Count the lines in the items below that contain the word "glove", and reply with that number alone.

══ Available data ══

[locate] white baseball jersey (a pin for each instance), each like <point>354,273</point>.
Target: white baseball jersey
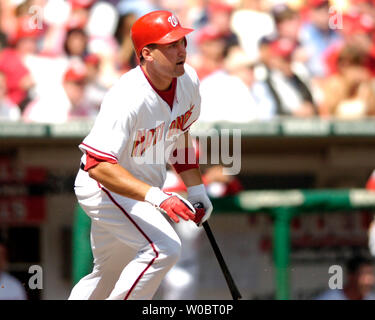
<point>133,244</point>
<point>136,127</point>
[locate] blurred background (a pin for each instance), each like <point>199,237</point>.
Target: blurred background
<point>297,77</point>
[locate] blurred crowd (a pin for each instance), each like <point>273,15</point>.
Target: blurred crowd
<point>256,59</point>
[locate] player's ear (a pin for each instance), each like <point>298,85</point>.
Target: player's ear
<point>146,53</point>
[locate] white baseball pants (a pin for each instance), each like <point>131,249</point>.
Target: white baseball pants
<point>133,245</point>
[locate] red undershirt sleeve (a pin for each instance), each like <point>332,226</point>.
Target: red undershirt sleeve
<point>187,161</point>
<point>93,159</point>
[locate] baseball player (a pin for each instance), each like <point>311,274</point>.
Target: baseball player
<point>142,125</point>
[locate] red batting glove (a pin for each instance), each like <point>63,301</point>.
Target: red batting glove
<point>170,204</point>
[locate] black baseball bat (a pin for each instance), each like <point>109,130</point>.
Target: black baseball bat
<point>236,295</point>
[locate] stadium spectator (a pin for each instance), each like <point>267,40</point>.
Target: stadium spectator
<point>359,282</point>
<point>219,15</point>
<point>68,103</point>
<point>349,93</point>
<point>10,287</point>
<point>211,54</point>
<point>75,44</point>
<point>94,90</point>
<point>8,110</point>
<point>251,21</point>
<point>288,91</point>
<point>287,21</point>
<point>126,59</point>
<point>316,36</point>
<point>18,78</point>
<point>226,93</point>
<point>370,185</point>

═══
══ Available data ══

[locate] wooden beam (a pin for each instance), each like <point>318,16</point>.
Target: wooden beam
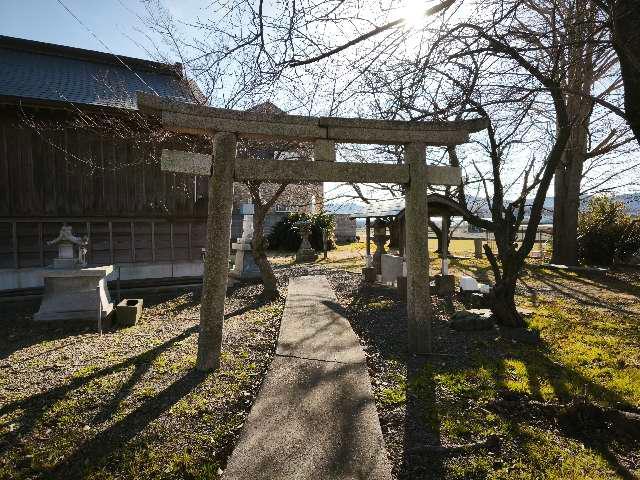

═══

◆ **Output for this task**
2